* **実施課題**
下に示す穂高・ジャンダルム山行の報告文を、最後の文の次から書き継げ。

------ 原文

大宮アルパインクラブ
 
DATA CONTENTS
日付 2009/5/23(土)〜24(日)
宿泊 前夜泊+1泊2日(テント)
天気 1日目:快晴
2日目:雪〜曇り〜霧雨〜雨(上高地バスターミナル到着時)
メンバー 横田川(L)・ちえ・福原(3名)
歩行時間 1日目:12時間 2日目:9時間
アクセス 浦和→関越川越IC→松本IC→上高地(復路はこの逆)
報告者【福原】
5月23日(土)
沢渡大橋(5:30)ー上高地(6:10)ー岳沢ヒュッテ跡(8:30)−天狗のコル(12:15)−ジャンダルム(15:20)−ジャンダルムとロバの耳の鞍部(16:30)
 今回初めて横田川・ちえ健脚コンビの山行に加わる。朝4時半起床、タクシーで上高地に到着、穂高にかかる雲が切れていくのを見てテンションはあがる。河童橋でお約束の記念写真を撮って岳沢へ向かう。15年前にあった小屋はなく石垣だけが過去の山行に記憶をつなげる。コル迄の天狗沢の登りはトレースもなく直登になれば簡単に体力を奪っていく。横田川さん、次にちえさん、私と、先頭を交代するがなかなか景色は変わらない。思い返せばこの山行で一番きつかったかも。途中、横田川さんのアイゼン固定ナットが抜け落ちて靴から外れてしまった。山行前にチェックする項目の一つに追加したいと思う。(・・・でも忘れそう。)コルからは岩登り、元気を取り戻す。何箇所か危険な所でロープを出してスタンディングアックスビレイ、講習参加が報われる。ロープを出す分ペースは落ちる、すると初級者2人の命を預かるリーダーのイライラは積もる。理解し申し訳ないと思いつつも、「死ぬよりは後で怒鳴られたほうがまし。」とマイペースを保つ。ちえさんはこのあたりから合わない靴に悩まされ始める、痛そうだ。明日の天気に不安を覚えたリーダーが予定のテン場をジャンダルムの手前から先へと伸ばす。雪が付いて危険なコースを回避して懸垂で降りる、支点の残置ロープは毛羽立ちもなく真新しい。2人が降りると落石の物凄い音、声が聞こえない、青くなる。支点を取って待機していた足場が崩れたらしい、危なかった。エイト環を持ってこなかった私はちえさんに借り降りて2人の元に辿り着くが足場がない。片手でエイト環をロックし、片手でホールドとスタンスを拾いバランスをキープ。浮石だらけだったこの懸垂場所は唯一ヘルメットが欲しくなった。ところで、今回エイト環を持ってこなかったのは忘れたのではなく、わざわざハーネスから外してきたのには理由がある。山行前の定例で会ったとき、リーダーの横田川さんに必要装備一覧表を渡して必要ないものを線で消してもらったのだがその中に間違えてエイト環が入ってしまったのだ。私は私で知識不足からこの山行はエイト環を必要としない山登りと思い込んでしまった。それでも念のため半マストかガルーダで降りられるように安環カラビナを3つ持参したのだが、下で待機していた横田川さんは「いったい何を考えているんだ?」と、ちえさんとあきれていたらしい。「それはないでしょうー。」と言い返す私、たじたじ横田川さん。気を取り直して先を行くリーダーの「おお、絶好のテン場だ!」の声に疑心暗鬼の初級者2人。まもなく事実だとわかり信頼回復、素晴らしい景色が広がる。前には南アルプスまで見渡せる絶景、後ろには笠が岳をはじめ北アルプス北部の山々が雲海の向こうに見渡せた、風は穏やかだ。残ったエネルギーを振り絞り氷の地面を突き崩しテントを設営、楽しい食事、今日の山行を振り返り盛り上がる。「これで本当に明日は崩れるの?」と星空を見上げる。

------------
------ 資料一覧

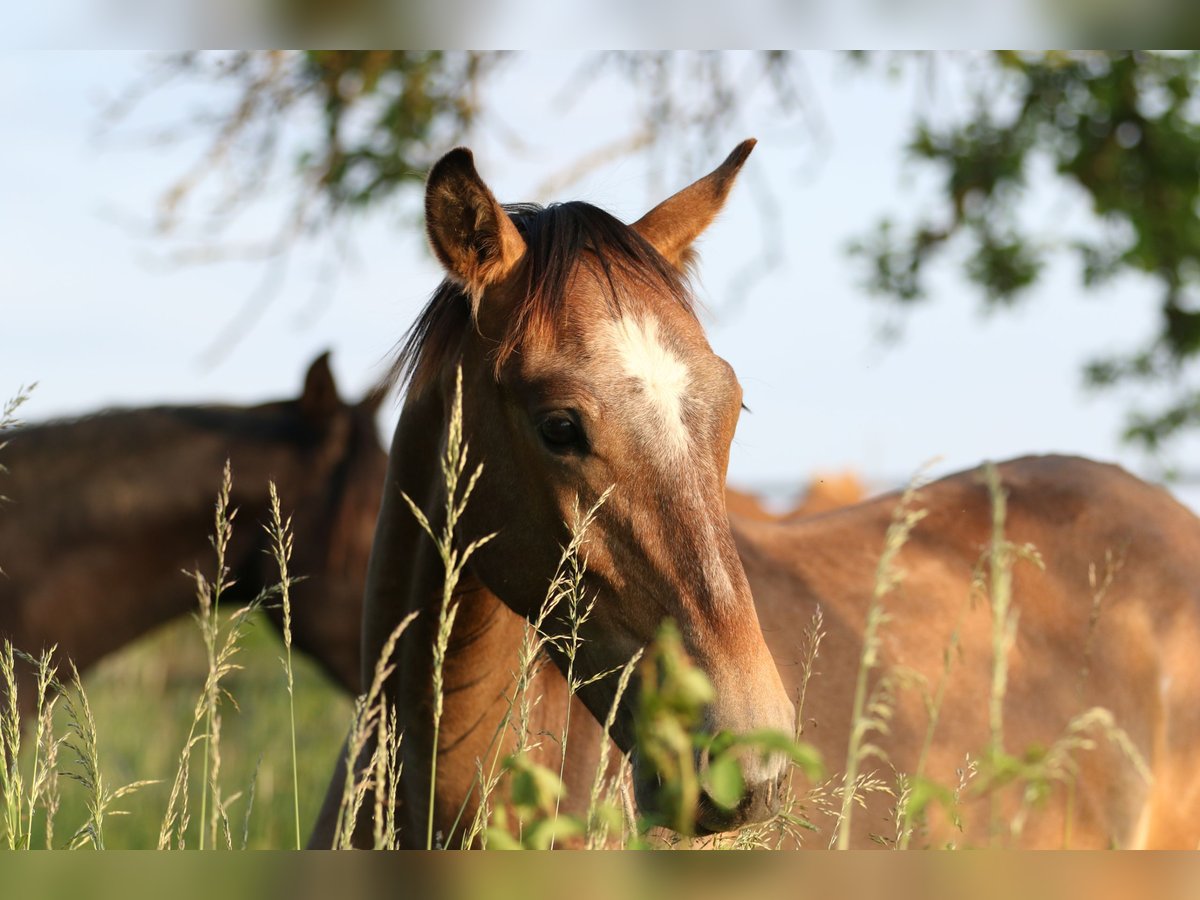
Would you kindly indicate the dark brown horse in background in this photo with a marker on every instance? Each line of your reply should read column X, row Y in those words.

------------
------ 資料一覧

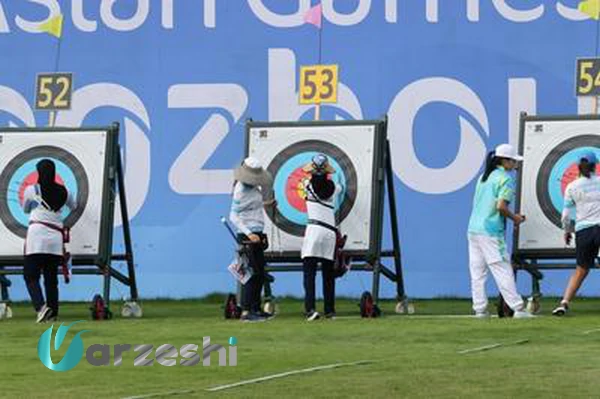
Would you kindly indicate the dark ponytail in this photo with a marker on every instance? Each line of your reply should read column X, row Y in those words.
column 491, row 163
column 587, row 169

------------
------ 資料一覧

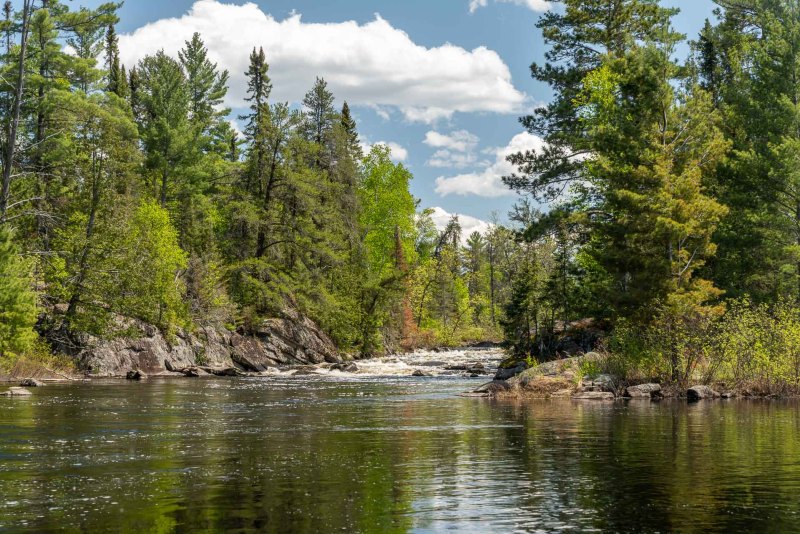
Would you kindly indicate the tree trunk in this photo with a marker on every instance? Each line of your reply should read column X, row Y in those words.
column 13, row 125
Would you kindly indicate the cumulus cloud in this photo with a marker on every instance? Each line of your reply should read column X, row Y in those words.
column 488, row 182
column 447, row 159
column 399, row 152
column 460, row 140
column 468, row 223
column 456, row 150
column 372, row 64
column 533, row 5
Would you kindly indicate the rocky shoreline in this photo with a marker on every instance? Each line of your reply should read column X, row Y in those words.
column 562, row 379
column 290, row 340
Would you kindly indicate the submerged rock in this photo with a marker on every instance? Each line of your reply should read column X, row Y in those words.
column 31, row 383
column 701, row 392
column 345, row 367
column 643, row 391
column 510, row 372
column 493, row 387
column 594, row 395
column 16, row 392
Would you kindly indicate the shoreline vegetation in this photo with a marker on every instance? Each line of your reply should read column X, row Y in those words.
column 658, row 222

------------

* **結果**
5月24日(日)
テン場(6:10)−奥穂高岳(7:40)−吊尾根最低コル(9:30)−前穂高岳(11:00)−奥明神沢岳沢出合(13:20)−上高地バスターミナル(15:00)−駐車場(16:00)
 昨夜は一睡もできなかった。はじめは「虫かな?」と思ったテントをこする音が「獣かな?」に変わり、すこしして外に垂れた紐がテント生地を叩く音と理解する。嬉しそうに寝息を立てる2人を羨ましく思いながら風の音を聞いていると違う音が混ざりこんできた、雪だ。朝4時半に二人を起こす、外は明るい。食事を済ませテントを畳む、無風がありがたい。着雪にテンションが下がるリーダーと足の痛いちえさん、筋肉痛のないことにホッとしている何も知らないわたし、出発。靴で苦痛のちえさん、紐をゆるめにした為何度も挫きぶつぶつ唱えながら前を歩いていく。「もういやだ!、でもまけるもんか!もういやだ!、でもまけるもんか!」と繰り返していたそうだ。奥穂高岳山頂到着、3人そろってタイマーで記念写真。どっちに降りるか悩んだ末、前穂に向かって歩き出す。辿り着いた吊尾根最低コルで休憩後「もう登りはないよ」のリーダーの声に励まされた初級者の二人は暫くしてなぜか急登の岩場を「ゼイゼイ」と息を荒げていた。前穂山頂でリーダーと硬く握手を交わす。両手でちえさんと握手するリーダーに片手の私が文句を言うと両手で握手をしてくれた。さて、ここから奥明神沢の長い雪渓を後ろ向きで下るわけだが本当に飽きた。こぼす愚痴を受け取り、励ますリーダー。岳沢出合手前から尻セードと靴スキーを楽しむ。よく整備された石の階段を降りながら「岳沢ヒュッテが近いんですか?」の質問に「とっくにすぎたよ!」とリーダー。靴で苦痛のちえさん、顔を歪めながらもタラの芽の群生を発見。するとなんだかおなかが減ってきた。無事、美味しそうな水が流れる梓川支流に辿り着く。河童橋に着くころ雨が強くなり上高地を去るときにはザーザー降りになっていた。沢渡駐車場に到着、竜地温泉に向かう。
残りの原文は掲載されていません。